══ Data

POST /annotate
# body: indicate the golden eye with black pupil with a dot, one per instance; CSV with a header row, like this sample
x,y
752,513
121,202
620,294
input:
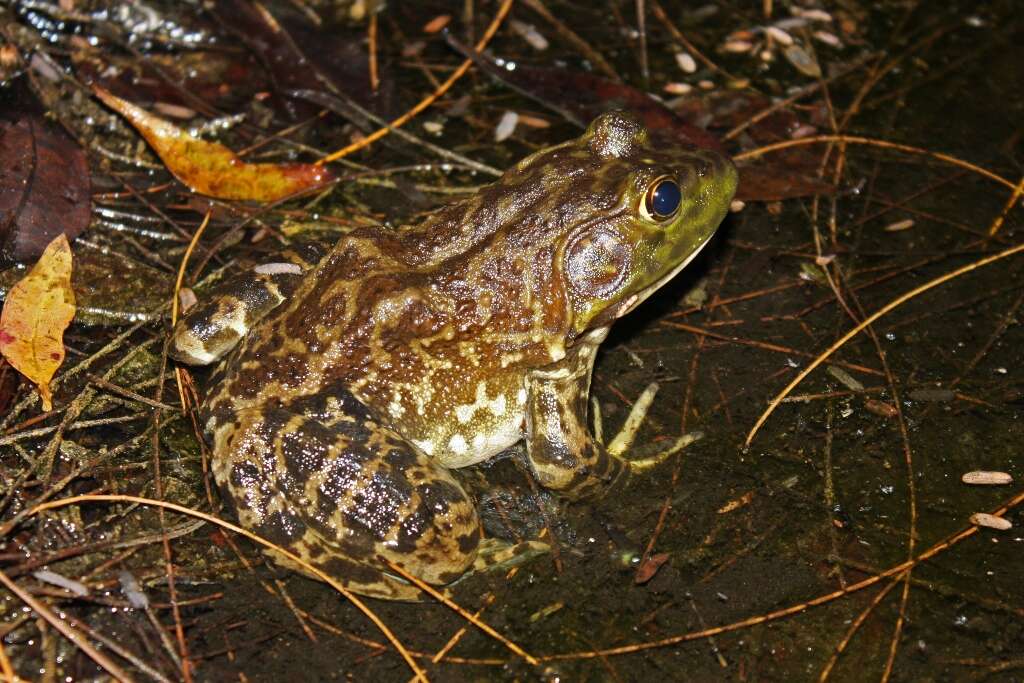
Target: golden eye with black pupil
x,y
662,200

════

> _Problem_: Without including the pictures, copy all of the data exactly.

> _Task answer_:
POST /annotate
# body: indicate the golden eye with black pupil with a dot, one per instance; CSV with a header row, like this sample
x,y
752,513
121,202
620,294
input:
Target: golden eye with black pupil
x,y
662,200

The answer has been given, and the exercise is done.